- _PROBLEM REQUIREMENTS_: Please transcribe every record below exactly as it appears.

BEGIN

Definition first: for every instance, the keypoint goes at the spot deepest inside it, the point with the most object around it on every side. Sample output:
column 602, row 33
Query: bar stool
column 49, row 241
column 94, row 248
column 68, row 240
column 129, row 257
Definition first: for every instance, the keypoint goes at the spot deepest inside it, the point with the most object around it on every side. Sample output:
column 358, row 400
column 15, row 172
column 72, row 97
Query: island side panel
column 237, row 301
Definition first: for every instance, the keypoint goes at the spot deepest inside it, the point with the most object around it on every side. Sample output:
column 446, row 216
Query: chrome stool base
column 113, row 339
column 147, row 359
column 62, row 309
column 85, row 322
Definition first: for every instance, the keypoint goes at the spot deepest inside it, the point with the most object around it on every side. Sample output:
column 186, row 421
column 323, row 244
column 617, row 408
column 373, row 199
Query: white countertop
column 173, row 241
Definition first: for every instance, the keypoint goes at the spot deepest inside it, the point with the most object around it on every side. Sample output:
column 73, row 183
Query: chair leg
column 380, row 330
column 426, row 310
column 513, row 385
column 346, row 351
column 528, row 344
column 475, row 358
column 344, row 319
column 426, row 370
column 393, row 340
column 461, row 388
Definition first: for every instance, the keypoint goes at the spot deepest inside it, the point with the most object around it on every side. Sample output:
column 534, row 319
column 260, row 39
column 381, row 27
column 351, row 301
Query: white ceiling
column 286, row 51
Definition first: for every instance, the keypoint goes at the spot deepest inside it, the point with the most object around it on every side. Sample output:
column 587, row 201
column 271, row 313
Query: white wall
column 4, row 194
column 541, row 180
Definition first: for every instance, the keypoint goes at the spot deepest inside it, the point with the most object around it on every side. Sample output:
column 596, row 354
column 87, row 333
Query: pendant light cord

END

- _RESPONSE TO THE EXERCISE_:
Definition first: for every instance, the keypoint goes at the spot deepest inside it, the point with the most object around it on every side. Sample output:
column 602, row 33
Query: bar stool
column 49, row 241
column 94, row 248
column 68, row 240
column 129, row 257
Definition first: for every instance, the keypoint goes at the spot deepest inside it, the point with the most object around it on every side. Sample output:
column 358, row 400
column 15, row 172
column 72, row 97
Query: island side panel
column 237, row 301
Definition first: for every instance, the keypoint goes at the spot deepest inside it, the point with the most object around it on every side. Sample output:
column 446, row 216
Query: chrome stool base
column 113, row 339
column 147, row 359
column 62, row 309
column 85, row 322
Definition first: for every instance, the keypoint goes at the spot deepest inside it, the point with the most object around it on every side. Sample output:
column 186, row 421
column 323, row 244
column 617, row 408
column 373, row 199
Query: white countertop
column 173, row 241
Definition first: for every instance, the keypoint goes at the spot deepest inside it, the point with the most object around it on every side. Sample output:
column 73, row 183
Query: chair leg
column 380, row 330
column 426, row 310
column 513, row 385
column 346, row 351
column 528, row 344
column 475, row 358
column 344, row 319
column 426, row 370
column 393, row 340
column 461, row 388
Definition first: for every instance, the keypoint goes at the spot deepest inside it, the point with the most object around it on every side. Sample output:
column 534, row 319
column 260, row 39
column 381, row 27
column 351, row 301
Query: white ceiling
column 286, row 51
Definition first: for every instance, the keypoint goes at the spot deepest inside it, the point with the most object around it on every side. Sample output:
column 587, row 201
column 271, row 313
Query: white wall
column 4, row 194
column 541, row 180
Definition first: for every instance, the keypoint goes at the spot deepest inside it, the point with the most object around it on every side. Sample output:
column 596, row 354
column 87, row 333
Query: pendant light cord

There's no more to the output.